*Texte du document*:
La question sociale au bout du compte c’est : « qu’est-ce qui nous fait tenir ensemble ?…qu’est-ce qu’on fout là ce soir ensemble ? ». Pour moi, cette question, c’est l’essence même de la question sociale.
Ce qui nous tient ensemble, c’est fait avec des mots. Le fait que l’on soit là, la base qui nous soutient, c’est le fait que nous soyons des
êtres parlants
. Une fois que l’on a dit ça, s’ouvre un certain nombre de questions.
(…) je ne sais pas trop à quoi sert le travail social, mais on peut se demander à quoi ça sert la parole. Certain pensent que ça sert à communiquer des choses, des idées. Je n’en suis pas sûr du tout ! Je suis même sûr du contraire !
On a développé une théorie de la communication (tirée des théories cybernétiques) issue notamment de la communication animale, dans laquelle on échangerait des signes et les signes nous renverraient à des messages codés (etc…) Si vous écoutez ce que je suis en train de faire, il ne s’agit pas du tout de cela.
Les animaux échangent effectivement des signes et en terme de communication on ne fait pas mieux.
On aimerait que les mots que l’on prononcent renvoient à quelque chose de simple, d’unique. Or, le fait d’être appareillé au langage (c’est un drôle d’appareil que l’on se trimballe à longueur de journée) nous a complètement exclu de cette communication de type animal.
Le langage, c’est pas fait avec des signes mais avec ce que les linguistes nous ont appris à repérer comme étant de l’ordre du signifiant
. Le problème c’est que les signifiants (les mots que je prononce en ce moment) n’ont pas un sens unique. Ils en ont 2 ,3 ,10 ,20 (…)
Ce qui fait que
le langage est un échec de la communication
. Vous ne saurez jamais qui je suis ; je ne saurai jamais qui vous êtes. Il y a quelque chose qui nous échappe en permanence. Cela veut dire que le langage est un espace, un lieu, dans lequel apparaît ce qui nous échappe.
La parole, c’est fait pour être
« lancé à côté »
: lancé à côté d’une chose qui n’arrête pas de nous échapper et en même temps qui n’arrête pas de nous projeter en avant pour essayer de l’attraper (…)

*Lignes de données*:
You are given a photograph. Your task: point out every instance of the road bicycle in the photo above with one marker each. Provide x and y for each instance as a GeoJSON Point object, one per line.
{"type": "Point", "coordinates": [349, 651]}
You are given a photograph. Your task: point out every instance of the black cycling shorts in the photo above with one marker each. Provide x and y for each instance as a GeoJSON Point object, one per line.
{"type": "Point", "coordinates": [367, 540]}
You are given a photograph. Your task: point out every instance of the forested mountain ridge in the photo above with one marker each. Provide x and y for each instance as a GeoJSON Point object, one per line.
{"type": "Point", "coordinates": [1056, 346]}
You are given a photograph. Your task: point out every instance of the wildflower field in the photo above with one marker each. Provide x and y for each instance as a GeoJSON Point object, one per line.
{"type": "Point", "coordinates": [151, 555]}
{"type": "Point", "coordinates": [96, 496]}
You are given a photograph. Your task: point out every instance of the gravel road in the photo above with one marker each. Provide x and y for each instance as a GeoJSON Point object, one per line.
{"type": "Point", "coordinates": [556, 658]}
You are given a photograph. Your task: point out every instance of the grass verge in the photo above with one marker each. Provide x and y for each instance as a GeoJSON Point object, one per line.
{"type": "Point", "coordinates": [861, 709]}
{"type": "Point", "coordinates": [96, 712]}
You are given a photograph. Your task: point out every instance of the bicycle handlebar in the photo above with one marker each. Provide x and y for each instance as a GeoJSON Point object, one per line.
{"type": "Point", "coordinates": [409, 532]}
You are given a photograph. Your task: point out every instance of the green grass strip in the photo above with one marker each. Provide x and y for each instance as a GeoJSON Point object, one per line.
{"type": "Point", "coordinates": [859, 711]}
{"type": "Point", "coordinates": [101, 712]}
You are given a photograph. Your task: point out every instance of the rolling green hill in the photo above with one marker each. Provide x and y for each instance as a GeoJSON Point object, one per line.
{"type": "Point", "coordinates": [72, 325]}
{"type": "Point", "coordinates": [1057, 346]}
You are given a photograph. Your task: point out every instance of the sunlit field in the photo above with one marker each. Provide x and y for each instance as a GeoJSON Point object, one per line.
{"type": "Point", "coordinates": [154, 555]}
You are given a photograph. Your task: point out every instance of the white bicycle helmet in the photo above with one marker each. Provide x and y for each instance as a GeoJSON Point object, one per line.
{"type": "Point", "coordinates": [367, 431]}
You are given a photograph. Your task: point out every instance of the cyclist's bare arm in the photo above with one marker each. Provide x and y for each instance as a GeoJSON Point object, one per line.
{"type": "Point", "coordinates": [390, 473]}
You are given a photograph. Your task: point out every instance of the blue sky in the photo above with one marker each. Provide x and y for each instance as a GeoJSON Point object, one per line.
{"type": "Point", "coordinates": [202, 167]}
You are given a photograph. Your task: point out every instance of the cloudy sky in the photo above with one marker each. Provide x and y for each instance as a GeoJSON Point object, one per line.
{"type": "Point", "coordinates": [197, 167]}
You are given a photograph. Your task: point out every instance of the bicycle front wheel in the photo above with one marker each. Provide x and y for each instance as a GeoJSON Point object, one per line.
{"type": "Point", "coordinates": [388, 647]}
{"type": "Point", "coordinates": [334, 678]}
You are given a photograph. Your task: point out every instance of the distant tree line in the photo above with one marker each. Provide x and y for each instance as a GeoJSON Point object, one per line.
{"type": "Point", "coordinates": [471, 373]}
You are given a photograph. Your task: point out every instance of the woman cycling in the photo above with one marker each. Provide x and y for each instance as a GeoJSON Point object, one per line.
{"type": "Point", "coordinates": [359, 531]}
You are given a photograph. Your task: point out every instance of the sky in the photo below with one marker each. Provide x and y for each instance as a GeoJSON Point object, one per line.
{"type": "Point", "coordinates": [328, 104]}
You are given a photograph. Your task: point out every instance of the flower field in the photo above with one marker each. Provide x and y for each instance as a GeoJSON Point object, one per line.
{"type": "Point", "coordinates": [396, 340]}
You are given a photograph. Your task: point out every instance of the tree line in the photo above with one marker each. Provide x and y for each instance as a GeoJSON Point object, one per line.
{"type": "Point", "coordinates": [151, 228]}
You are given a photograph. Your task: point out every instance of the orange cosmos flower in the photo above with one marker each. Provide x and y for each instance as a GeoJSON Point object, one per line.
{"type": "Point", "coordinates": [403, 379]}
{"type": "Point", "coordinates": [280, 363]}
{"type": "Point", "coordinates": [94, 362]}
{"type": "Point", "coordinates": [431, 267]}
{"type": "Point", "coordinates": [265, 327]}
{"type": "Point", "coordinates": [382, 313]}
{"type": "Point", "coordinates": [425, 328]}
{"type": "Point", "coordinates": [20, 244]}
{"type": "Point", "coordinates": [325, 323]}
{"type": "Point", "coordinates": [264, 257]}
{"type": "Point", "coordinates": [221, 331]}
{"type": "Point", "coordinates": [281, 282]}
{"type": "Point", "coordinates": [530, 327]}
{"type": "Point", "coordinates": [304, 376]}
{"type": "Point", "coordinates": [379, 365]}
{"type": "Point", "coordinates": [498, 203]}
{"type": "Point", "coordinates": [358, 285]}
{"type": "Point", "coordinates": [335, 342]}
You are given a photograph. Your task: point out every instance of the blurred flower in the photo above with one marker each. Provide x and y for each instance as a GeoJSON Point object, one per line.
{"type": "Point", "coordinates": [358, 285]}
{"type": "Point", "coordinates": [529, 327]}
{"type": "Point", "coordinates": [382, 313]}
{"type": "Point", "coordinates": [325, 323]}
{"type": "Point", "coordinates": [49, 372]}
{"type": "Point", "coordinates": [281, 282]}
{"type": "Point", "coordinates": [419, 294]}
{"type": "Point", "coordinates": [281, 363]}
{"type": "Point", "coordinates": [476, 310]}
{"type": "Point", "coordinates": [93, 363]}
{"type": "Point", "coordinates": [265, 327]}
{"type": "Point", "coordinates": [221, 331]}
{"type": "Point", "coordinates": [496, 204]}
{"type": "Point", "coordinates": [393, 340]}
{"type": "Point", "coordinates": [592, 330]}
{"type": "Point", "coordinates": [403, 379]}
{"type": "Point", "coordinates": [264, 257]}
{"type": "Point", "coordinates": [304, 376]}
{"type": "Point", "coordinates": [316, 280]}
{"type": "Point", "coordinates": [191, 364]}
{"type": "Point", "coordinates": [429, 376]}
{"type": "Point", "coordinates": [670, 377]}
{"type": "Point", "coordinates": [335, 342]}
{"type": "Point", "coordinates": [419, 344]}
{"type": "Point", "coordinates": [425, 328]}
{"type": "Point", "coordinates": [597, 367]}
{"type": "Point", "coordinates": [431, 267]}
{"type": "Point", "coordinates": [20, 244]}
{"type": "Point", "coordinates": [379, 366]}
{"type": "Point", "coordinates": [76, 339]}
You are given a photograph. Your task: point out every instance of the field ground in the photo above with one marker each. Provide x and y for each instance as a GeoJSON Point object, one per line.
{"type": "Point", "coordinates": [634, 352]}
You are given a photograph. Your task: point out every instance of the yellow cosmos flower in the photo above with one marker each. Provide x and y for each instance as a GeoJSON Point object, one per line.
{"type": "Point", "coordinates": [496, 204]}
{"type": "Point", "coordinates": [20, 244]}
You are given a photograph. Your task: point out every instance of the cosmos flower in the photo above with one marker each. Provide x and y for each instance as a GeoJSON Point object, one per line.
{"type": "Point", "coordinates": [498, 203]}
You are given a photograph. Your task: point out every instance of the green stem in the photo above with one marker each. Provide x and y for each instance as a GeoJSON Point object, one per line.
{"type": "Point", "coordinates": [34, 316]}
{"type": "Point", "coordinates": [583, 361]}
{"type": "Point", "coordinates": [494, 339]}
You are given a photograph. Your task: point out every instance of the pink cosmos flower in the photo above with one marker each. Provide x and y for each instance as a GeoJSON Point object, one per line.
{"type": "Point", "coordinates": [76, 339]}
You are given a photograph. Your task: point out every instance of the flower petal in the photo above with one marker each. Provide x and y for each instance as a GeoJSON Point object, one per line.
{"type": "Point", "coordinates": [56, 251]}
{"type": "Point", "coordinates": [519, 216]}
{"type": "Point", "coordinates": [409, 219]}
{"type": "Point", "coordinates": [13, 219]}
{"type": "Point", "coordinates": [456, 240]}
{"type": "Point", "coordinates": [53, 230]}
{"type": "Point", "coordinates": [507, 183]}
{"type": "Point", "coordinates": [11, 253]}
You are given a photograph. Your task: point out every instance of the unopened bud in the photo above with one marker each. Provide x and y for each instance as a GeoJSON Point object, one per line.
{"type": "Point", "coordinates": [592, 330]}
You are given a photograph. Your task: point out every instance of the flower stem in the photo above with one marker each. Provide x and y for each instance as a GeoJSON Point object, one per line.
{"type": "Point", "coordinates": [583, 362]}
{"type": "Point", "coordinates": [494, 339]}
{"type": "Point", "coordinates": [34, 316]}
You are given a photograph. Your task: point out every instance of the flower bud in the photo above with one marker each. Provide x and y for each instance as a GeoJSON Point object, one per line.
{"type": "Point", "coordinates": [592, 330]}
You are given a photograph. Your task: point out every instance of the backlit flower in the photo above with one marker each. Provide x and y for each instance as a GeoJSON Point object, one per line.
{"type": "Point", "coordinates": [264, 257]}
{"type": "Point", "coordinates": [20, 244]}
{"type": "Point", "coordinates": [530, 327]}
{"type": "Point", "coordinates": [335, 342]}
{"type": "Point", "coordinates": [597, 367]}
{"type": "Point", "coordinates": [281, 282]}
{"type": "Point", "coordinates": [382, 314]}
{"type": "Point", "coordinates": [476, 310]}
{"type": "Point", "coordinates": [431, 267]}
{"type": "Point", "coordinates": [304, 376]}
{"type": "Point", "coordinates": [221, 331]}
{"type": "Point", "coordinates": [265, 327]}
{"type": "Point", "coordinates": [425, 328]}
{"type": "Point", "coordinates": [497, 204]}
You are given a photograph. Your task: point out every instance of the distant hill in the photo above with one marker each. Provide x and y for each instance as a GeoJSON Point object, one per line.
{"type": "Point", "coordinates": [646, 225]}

*Exercice*: Transcrivez fidèlement le passage du texte sur la parole qui commence aux mots « Ce qui fait » et s'arrête après « de l’attraper (…) ». Les lignes de données n'ont aucun rapport avec le texte sur la parole.

*Résultat attendu*:
Ce qui fait que
le langage est un échec de la communication
. Vous ne saurez jamais qui je suis ; je ne saurai jamais qui vous êtes. Il y a quelque chose qui nous échappe en permanence. Cela veut dire que le langage est un espace, un lieu, dans lequel apparaît ce qui nous échappe.
La parole, c’est fait pour être
« lancé à côté »
: lancé à côté d’une chose qui n’arrête pas de nous échapper et en même temps qui n’arrête pas de nous projeter en avant pour essayer de l’attraper (…)